Stored items from a collection:
════════════════

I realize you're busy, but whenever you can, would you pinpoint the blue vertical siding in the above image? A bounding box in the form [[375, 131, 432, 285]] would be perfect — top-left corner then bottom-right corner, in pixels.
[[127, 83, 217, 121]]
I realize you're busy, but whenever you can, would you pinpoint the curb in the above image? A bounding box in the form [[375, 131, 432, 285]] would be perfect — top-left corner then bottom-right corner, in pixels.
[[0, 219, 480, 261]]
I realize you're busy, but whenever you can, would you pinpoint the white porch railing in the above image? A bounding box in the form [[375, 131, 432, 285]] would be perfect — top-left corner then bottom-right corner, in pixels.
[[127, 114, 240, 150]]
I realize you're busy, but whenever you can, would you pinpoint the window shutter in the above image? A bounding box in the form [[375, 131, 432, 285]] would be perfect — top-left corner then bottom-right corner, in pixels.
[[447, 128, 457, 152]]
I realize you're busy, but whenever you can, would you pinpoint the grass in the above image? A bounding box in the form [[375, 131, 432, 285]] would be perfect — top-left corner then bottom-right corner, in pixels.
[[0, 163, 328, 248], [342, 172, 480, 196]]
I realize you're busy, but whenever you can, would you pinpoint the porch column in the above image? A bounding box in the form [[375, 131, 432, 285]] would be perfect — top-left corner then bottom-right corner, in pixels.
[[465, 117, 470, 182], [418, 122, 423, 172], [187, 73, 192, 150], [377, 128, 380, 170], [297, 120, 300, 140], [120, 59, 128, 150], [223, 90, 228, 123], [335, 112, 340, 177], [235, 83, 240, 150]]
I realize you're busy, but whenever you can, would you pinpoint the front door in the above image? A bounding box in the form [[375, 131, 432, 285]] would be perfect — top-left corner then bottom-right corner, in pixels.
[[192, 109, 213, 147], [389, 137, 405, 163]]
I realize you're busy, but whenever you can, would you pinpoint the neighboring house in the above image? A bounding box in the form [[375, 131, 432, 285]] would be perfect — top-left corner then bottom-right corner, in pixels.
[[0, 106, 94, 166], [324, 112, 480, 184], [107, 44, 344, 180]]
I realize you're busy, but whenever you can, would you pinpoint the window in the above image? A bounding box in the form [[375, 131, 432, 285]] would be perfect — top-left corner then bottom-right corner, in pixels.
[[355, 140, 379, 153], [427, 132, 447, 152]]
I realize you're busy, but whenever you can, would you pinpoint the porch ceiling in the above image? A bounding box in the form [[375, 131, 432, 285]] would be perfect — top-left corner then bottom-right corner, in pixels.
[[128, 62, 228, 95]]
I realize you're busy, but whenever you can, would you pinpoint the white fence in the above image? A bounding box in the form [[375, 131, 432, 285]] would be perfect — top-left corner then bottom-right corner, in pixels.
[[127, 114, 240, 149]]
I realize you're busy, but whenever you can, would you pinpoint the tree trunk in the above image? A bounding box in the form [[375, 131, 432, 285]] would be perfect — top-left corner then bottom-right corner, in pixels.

════════════════

### Given request
Update the items above by changing every "I realize you're busy" to "I know you're busy" and leaving everything else as it is.

### Task result
I know you're busy, but whenever you can, would you pinpoint the blue vertical siding in the above image? A bounding box in the form [[375, 131, 432, 285]] would be perfect — top-left corner then bottom-right corner, in pixels.
[[127, 83, 217, 121]]
I know you're busy, but whenever you can, would you pinpoint the curb in the above image? A bounding box in the form [[375, 131, 432, 285]] would be perfect — top-left corner then bottom-right corner, in pixels.
[[0, 219, 480, 261]]
I know you're busy, but whenever you can, would you pinpoint the white porch railing in the above image? A bounding box in the form [[375, 131, 432, 285]] would be perfect — top-left corner then bottom-right corner, in pixels.
[[127, 114, 240, 150]]
I know you're busy, but whenever you can, would you pinpoint the window shutter in the above image? A bounding box in the form [[375, 131, 432, 285]] would be perfect — top-left corner then bottom-right corner, in pixels.
[[447, 128, 457, 152]]
I know you're busy, but whenever you can, would you pinpoint the grass in the above image? A bounding box in the form [[375, 131, 432, 285]] would be perfect — top-left corner then bottom-right corner, in pixels.
[[0, 163, 328, 248], [342, 172, 480, 196]]
I know you're busy, but whenever you can, would you pinpoint the porch column in the above image? A bounding box in the form [[375, 131, 432, 285]] would be perfect — top-left corner then bottom-right corner, in pixels.
[[465, 117, 470, 182], [418, 122, 423, 172], [187, 73, 192, 150], [377, 128, 380, 170], [297, 120, 300, 140], [120, 59, 128, 150], [223, 90, 228, 123], [335, 112, 340, 177], [235, 83, 240, 150]]
I know you're busy, but whenever you can, would you pinpoint the front door in the above image? A bounding box in the form [[375, 131, 432, 285]] would be perfect — top-left corner then bottom-right corner, in pixels.
[[192, 109, 213, 147], [389, 137, 405, 163]]
I know you're busy, but whenever you can, would you pinpoint the neighboring house in the above image? A bounding box in the form [[375, 131, 432, 285]] would be perfect — top-left corner then bottom-right corner, in pixels.
[[0, 106, 94, 166], [324, 112, 480, 184], [107, 44, 344, 180]]
I know you're busy, but whenever you can, would you pinpoint the window in the above image? A bounding box in the form [[375, 131, 432, 285]] would be perfect — top-left corner then bottom-right corner, in pixels.
[[355, 140, 379, 153], [427, 132, 447, 152]]
I know you're busy, but whenever you can, would you pinpoint the porch ceiling in the above image? A bounding box in the form [[375, 131, 432, 285]] would be perfect — top-left corner then bottom-right corner, in pixels.
[[128, 62, 228, 95]]
I know you're busy, but whenever you can, would you pinpoint the white fence in the above image? A bounding box in the form [[375, 131, 432, 285]] would be perfect — top-left corner then bottom-right corner, in pixels.
[[127, 114, 240, 149]]
I know you're busy, but whenever you can, would you pinpoint the tree trunk in the above image? A bounding box in the form [[375, 131, 432, 285]] would be perfect — top-left corner then bottom-right corner, in pixels.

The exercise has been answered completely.